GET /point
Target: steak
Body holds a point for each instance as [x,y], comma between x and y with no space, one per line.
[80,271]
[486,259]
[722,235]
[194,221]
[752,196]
__________________________________________________
What is expected
Please write out every line of the entries above again, requests included, multiplying each coordinate in the answers by 1.4 and rounding it to a whole number, with halves rounded up.

Completed exercise
GET /point
Target: steak
Body holds a point for each instance as [x,y], comma between x and y with no space, one per line.
[112,379]
[680,363]
[1011,329]
[272,309]
[1053,274]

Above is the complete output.